> _AUFTRAG_
Zitieren Sie bitte aus dem Text über linksautoritäre Ansichten wörtlich die Stelle zwischen „In Westeuropa und“ und „der Arbeiterklasse anzutreffen.“, beide eingeschlossen.
═══ TEXTAUSZUG ═══
In Westeuropa und darüber hinaus gibt es insbesondere viele Bürger, die linke Ansichten zu wirtschaftlichen Fragen mit rechten oder „autoritären“ Positionen zu kulturellen Fragen verbinden. Diese „Linksautoritären“ befürworten Umverteilung und Marktregulierung. Sie legen jedoch auch Wert auf eine konservative Moral, kulturelle Konformität und stehen der Einwanderung kritisch gegenüber. Wie Politikwissenschaftler, die sich mit dem „Autoritarismus der Arbeiterklasse“ befassen, schon vor langer Zeit festgestellt haben, ist die Kombination solcher Ansichten besonders häufig bei Mitgliedern der Arbeiterklasse anzutreffen.
═══ ROHDATEN ═══
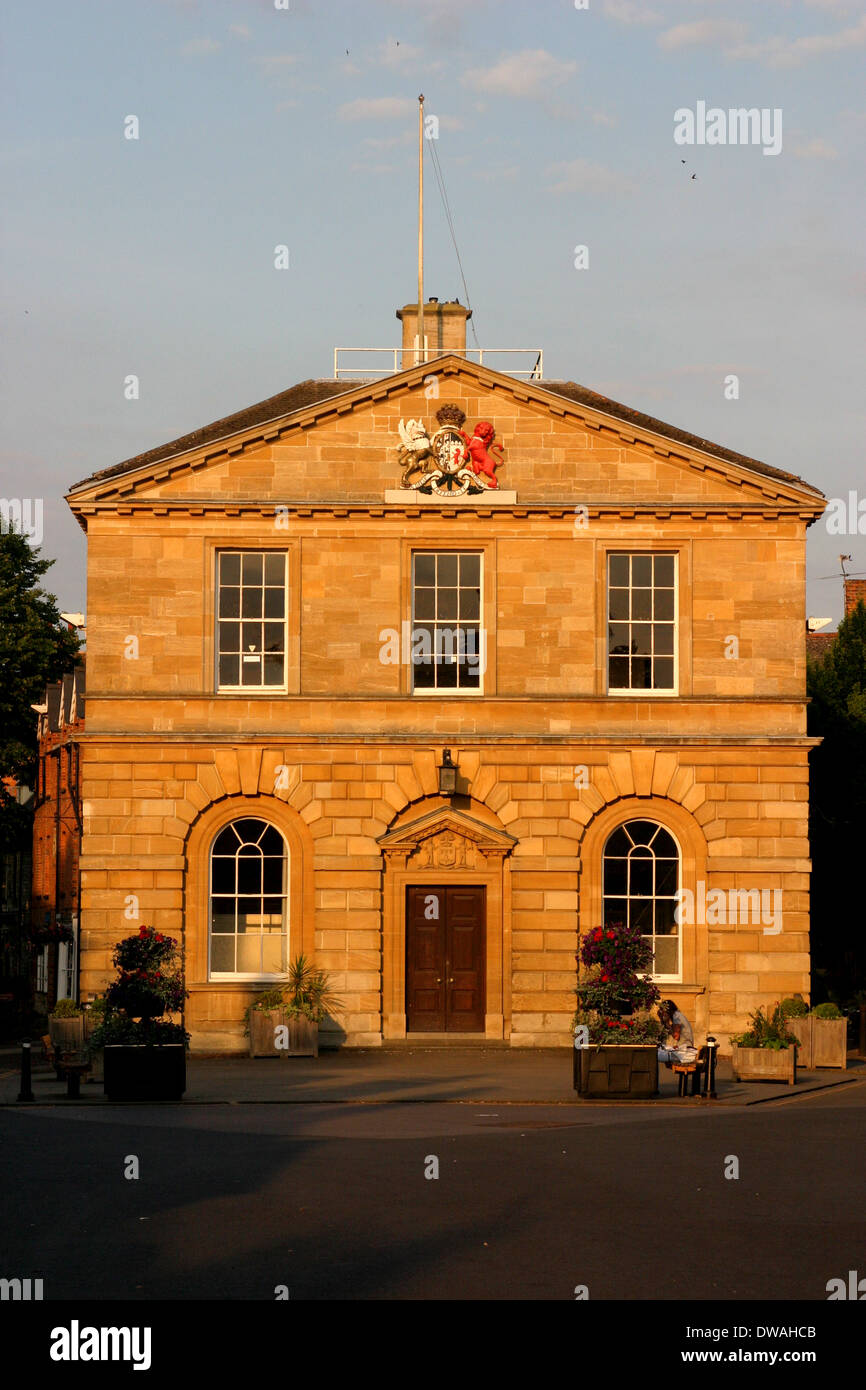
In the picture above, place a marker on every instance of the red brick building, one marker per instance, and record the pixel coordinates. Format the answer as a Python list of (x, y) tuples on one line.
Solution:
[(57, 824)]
═══
═══ ROHDATEN ═══
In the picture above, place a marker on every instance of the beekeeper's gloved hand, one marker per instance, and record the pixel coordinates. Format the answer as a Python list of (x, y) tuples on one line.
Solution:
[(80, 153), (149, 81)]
═══
═══ ROHDATEN ═══
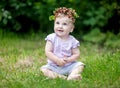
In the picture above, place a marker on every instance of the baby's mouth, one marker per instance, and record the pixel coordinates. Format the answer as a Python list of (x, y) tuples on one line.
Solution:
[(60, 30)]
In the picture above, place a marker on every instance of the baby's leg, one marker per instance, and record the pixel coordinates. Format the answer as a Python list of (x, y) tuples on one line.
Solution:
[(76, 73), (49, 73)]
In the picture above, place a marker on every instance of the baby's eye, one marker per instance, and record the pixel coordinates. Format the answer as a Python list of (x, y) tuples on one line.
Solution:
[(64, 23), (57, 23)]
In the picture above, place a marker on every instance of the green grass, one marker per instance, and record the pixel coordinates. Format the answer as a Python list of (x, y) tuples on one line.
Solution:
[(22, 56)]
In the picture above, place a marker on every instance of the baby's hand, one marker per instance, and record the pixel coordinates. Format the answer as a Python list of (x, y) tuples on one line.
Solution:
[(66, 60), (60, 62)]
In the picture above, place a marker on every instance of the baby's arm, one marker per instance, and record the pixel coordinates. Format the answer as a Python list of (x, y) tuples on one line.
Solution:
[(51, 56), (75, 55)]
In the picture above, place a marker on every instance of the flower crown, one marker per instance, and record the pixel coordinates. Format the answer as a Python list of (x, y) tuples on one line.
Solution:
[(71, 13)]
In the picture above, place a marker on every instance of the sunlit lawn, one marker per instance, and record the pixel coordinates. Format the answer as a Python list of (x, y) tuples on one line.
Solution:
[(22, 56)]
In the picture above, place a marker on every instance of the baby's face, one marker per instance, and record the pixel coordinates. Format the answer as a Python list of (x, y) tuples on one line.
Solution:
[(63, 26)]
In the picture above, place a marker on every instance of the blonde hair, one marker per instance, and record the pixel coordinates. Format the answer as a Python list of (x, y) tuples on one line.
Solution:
═══
> _VOLLSTÄNDIGE LÖSUNG_
In Westeuropa und darüber hinaus gibt es insbesondere viele Bürger, die linke Ansichten zu wirtschaftlichen Fragen mit rechten oder „autoritären“ Positionen zu kulturellen Fragen verbinden. Diese „Linksautoritären“ befürworten Umverteilung und Marktregulierung. Sie legen jedoch auch Wert auf eine konservative Moral, kulturelle Konformität und stehen der Einwanderung kritisch gegenüber. Wie Politikwissenschaftler, die sich mit dem „Autoritarismus der Arbeiterklasse“ befassen, schon vor langer Zeit festgestellt haben, ist die Kombination solcher Ansichten besonders häufig bei Mitgliedern der Arbeiterklasse anzutreffen.